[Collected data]
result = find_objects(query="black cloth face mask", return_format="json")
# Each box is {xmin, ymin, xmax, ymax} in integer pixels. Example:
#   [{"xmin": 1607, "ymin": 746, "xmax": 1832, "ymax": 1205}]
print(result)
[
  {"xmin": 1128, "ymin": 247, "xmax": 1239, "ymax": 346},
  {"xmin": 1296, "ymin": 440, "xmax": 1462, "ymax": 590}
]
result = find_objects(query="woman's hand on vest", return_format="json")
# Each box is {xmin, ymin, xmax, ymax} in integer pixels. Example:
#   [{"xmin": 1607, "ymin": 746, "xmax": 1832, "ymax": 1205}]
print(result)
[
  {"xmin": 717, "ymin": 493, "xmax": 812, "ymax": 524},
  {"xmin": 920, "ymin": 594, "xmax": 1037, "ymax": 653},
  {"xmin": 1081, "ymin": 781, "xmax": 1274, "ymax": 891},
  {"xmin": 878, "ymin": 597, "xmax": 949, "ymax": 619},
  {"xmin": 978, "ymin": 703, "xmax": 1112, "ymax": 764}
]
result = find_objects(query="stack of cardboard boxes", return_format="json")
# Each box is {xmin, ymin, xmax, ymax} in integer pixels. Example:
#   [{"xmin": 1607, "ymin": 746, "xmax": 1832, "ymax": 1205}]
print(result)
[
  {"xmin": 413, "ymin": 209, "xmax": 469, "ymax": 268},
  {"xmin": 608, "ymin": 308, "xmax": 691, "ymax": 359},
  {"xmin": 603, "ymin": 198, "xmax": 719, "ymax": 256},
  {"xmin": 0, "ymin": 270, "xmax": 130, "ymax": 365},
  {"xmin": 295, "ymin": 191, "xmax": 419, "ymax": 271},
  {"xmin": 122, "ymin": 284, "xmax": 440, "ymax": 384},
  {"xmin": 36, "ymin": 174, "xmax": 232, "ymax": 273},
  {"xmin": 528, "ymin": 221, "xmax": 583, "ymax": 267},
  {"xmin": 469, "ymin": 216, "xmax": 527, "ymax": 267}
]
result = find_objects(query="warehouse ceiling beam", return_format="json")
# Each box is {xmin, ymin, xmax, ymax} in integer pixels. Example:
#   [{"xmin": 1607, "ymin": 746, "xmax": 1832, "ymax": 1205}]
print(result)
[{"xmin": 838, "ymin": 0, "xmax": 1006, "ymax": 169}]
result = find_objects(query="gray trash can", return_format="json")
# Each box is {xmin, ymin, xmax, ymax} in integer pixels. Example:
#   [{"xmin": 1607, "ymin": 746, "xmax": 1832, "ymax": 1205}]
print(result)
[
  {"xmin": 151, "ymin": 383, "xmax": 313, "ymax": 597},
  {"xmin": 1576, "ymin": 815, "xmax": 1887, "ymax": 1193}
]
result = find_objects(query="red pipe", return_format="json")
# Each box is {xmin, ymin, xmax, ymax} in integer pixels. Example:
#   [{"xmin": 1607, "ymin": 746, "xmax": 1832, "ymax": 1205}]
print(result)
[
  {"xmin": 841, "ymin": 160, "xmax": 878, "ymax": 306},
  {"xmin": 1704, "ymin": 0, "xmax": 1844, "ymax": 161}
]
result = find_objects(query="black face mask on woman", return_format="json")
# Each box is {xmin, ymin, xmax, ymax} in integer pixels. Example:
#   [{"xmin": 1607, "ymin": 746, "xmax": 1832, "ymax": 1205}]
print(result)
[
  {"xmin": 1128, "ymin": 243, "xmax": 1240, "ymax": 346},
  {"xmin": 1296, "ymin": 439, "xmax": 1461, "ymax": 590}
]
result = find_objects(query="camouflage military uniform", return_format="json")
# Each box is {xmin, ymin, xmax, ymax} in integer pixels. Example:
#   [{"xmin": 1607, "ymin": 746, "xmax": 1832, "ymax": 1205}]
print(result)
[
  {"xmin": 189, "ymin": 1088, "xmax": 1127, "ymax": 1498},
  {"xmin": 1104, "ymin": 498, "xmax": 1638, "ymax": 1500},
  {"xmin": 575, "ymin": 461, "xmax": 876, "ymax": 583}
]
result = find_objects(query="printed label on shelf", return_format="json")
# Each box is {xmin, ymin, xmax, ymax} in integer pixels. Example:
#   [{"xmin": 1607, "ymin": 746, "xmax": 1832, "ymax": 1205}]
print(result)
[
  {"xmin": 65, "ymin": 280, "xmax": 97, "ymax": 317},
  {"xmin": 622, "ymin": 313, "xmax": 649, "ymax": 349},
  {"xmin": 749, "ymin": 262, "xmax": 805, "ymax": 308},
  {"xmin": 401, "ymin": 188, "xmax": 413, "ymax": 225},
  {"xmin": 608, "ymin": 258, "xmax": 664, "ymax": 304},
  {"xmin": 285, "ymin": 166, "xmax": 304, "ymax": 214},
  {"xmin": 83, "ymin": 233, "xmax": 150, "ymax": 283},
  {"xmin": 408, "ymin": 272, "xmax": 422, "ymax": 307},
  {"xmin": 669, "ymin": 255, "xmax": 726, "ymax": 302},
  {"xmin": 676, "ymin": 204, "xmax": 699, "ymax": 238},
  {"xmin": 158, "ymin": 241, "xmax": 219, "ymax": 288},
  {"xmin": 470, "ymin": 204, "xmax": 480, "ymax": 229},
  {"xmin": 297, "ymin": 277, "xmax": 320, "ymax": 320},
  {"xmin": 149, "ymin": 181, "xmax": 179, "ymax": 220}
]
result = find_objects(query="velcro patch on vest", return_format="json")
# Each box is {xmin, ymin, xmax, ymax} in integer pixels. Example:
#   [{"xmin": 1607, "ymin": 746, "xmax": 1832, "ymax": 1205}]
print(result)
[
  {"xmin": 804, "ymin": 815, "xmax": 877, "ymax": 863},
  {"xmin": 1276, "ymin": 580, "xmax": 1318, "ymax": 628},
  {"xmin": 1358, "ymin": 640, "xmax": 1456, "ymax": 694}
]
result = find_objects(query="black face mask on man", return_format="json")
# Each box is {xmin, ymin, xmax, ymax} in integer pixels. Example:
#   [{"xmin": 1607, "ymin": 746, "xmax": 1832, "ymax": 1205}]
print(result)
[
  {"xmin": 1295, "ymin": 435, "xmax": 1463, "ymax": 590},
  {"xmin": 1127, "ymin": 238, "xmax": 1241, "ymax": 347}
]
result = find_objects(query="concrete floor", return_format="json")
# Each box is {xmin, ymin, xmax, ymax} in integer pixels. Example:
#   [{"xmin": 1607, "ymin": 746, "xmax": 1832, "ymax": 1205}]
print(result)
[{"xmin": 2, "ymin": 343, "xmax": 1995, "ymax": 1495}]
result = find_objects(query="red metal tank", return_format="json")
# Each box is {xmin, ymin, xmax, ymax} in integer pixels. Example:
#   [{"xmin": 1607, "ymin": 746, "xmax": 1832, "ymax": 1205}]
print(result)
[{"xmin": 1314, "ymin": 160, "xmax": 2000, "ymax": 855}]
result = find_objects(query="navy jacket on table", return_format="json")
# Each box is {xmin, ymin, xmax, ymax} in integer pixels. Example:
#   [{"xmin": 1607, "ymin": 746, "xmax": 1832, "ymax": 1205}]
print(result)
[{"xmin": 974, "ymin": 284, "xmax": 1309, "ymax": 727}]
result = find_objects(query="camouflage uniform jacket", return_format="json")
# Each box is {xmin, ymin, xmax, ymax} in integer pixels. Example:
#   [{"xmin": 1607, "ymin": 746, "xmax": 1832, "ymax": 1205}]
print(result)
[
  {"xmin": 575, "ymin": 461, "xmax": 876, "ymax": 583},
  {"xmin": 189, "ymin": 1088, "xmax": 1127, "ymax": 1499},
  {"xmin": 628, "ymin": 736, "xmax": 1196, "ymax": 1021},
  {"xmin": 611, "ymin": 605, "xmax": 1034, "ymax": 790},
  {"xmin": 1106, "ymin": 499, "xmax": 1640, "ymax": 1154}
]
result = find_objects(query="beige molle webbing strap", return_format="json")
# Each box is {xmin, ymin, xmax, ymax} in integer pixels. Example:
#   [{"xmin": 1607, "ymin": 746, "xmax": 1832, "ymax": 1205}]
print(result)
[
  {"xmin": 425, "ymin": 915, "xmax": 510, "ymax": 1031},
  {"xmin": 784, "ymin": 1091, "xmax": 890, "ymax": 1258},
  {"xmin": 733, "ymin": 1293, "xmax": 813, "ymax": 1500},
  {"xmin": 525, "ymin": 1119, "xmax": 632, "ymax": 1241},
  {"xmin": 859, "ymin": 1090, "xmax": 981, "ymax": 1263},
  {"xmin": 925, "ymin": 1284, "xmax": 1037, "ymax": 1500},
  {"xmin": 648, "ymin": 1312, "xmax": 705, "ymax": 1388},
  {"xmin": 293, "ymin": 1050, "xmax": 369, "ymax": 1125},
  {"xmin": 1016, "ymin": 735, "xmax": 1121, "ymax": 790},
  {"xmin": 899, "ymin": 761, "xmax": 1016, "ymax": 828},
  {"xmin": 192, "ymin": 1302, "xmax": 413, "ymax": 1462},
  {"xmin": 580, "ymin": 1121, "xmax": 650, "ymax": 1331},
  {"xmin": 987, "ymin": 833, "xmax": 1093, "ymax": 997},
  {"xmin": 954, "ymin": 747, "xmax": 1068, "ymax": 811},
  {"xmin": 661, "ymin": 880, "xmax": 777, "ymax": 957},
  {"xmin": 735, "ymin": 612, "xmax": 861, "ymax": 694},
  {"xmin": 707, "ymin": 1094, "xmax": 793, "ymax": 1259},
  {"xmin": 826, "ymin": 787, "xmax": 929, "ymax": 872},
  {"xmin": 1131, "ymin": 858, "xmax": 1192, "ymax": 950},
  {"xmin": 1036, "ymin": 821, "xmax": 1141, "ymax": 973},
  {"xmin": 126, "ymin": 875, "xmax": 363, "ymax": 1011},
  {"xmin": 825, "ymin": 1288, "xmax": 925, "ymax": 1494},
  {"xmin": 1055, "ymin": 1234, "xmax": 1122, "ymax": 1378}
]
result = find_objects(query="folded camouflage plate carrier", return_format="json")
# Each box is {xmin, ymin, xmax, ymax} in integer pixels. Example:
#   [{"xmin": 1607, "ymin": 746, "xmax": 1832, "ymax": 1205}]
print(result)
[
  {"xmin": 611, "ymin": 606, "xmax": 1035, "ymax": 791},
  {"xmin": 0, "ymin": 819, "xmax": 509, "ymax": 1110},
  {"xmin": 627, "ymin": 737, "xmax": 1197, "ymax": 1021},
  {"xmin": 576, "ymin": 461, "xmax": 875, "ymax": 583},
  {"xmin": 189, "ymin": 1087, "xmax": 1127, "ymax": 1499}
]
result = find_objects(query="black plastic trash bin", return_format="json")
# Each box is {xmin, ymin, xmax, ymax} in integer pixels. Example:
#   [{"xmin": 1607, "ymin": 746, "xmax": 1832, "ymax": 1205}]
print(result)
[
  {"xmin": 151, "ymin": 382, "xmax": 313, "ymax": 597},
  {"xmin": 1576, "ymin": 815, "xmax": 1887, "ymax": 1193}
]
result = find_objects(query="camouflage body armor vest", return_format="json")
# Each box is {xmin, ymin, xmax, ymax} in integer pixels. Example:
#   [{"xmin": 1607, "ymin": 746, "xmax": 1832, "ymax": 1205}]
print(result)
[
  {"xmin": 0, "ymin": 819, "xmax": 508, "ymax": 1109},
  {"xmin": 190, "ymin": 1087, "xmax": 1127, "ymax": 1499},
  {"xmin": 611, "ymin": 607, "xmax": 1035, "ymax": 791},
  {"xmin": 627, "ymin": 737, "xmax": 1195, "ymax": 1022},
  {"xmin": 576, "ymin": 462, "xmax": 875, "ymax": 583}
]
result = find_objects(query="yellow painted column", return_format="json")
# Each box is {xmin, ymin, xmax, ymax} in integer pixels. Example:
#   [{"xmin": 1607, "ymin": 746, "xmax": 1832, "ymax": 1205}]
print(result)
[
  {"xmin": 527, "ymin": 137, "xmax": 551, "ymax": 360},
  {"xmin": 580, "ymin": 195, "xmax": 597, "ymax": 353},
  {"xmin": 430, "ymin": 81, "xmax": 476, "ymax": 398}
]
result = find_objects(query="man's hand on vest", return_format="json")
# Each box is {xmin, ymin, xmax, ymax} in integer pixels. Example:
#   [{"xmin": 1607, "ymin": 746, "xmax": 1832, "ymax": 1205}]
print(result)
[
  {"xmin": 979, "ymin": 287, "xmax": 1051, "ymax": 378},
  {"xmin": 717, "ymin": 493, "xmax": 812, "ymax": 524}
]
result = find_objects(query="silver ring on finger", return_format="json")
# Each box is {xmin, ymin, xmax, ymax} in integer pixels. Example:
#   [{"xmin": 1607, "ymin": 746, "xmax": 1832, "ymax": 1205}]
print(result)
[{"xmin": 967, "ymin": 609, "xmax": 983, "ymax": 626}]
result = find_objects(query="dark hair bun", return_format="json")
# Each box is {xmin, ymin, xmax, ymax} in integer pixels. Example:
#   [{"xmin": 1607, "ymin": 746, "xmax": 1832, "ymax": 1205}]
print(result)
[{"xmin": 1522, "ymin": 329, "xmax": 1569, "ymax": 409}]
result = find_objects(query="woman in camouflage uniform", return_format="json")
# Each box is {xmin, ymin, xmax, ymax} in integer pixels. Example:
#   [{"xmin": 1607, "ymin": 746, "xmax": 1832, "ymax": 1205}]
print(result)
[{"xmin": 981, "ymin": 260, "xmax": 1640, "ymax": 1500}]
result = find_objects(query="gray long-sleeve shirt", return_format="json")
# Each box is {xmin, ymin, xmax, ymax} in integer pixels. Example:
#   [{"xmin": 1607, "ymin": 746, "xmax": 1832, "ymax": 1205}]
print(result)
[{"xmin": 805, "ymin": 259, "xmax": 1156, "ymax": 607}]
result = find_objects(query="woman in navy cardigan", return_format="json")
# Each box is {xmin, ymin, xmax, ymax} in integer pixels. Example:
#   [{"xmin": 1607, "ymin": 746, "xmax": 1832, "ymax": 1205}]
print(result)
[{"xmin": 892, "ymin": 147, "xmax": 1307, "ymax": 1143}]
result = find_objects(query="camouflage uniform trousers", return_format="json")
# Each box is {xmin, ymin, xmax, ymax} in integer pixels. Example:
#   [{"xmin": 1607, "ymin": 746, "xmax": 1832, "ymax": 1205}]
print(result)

AIM OF THE TASK>
Give a single number: the count of lines above that include the word "mask".

TASK OUTPUT>
3